• [What you are asked to do]:
In the comment thread below, what weight does the quoted photo caption give for the metallic ball found in Namibia?

AGW would have been the least of our worries…..
Come to think of it, the Death Star gives the ultimate hockey stick temp profile for a planet, the ultimate Global Warmer….. Maybe Mr. Mann needs to go an investigate some samples of its’ rings.. There is a large enough sample source for him, one… I’m sure those statistics could bear him some fruit.

rabbit
December 23, 2011 10:55 am

“metal alloy known to man”
Who writes like that? Just say what the alloy is. It sounds like the author is being intentionally obscure.

gbaikie
December 23, 2011 10:55 am

“You misread. 1.1 meters in circumference, not diameter.”
The picture caption said “A photo provided by the National Forensic Science Institute shows a giant metallic ball, 1.1 metre in diameter and weighing some 6 kilograms (13 pounds), that fell out of the sky on a remote grassland in Namibia.”
But I agree it seems more likely it’s 14″ in diameter- and seems strangely common for some reason. Helium is stored at high pressure- needing thick walls. That makes sense- it would hit the ground at a high velocity- slightly slower than a cannon ball.

temp
December 23, 2011 10:56 am

If that things made out of almost pure titanium its worth its weight in gold… or titanium as its going for a alot per ounce nowadays.

davidmhoffer
December 23, 2011 10:56 am

Actually, it appears to be an American Orbiting Spy Ball. Namibia apparently shot it down using technology borrowed from Iran.
Barak Obama is very upset, and has asked that the Spy Ball be returned immediately. Upon getting a frosty “no” from Namibia, Obama changed his position to “pretty please give me my spy thingy back?”
Namibia responded with an encrypted message that has been submitted to the new supercomputer at NOAA for decrypting. An Obama spokesmonkey says the code appears very difficult to crack, but it shouldn’t be more than a few days to determing what “ROFLMAO” actually means.

Charles.U.Farley
December 23, 2011 11:06 am

GloBALL warming? If these are a result of AGW i think we might be in trouble…

Steve from Rockwood
December 23, 2011 11:12 am

My vote is:
a) right from FOIA him/herself. After that person must have balls of steel.
b) looks like it might come from a ball mill (used to grind ore) in a mineral processing plant.
If you cut it open and there’s a password inside then…not from a ball mill.

• [Record set]:
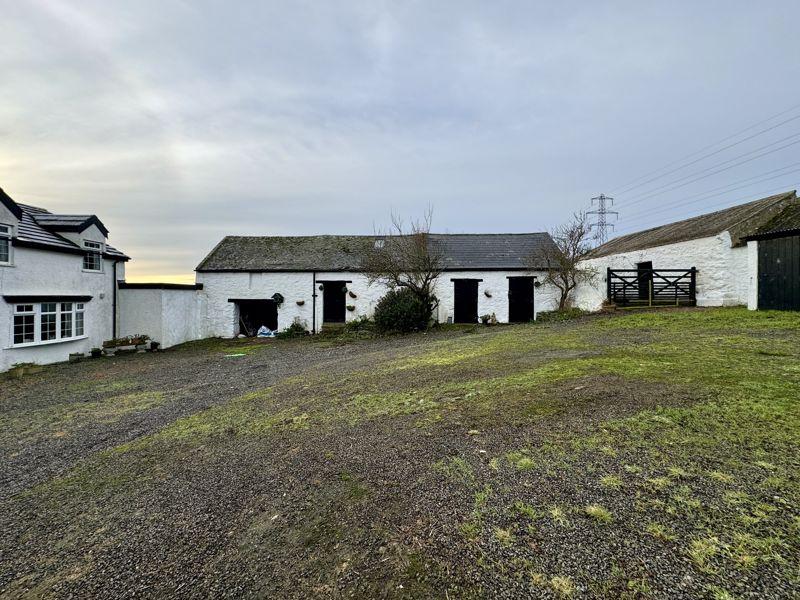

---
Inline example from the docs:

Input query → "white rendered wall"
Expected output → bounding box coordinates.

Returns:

• [Solved exercise]:
Some 6 kilograms (13 pounds).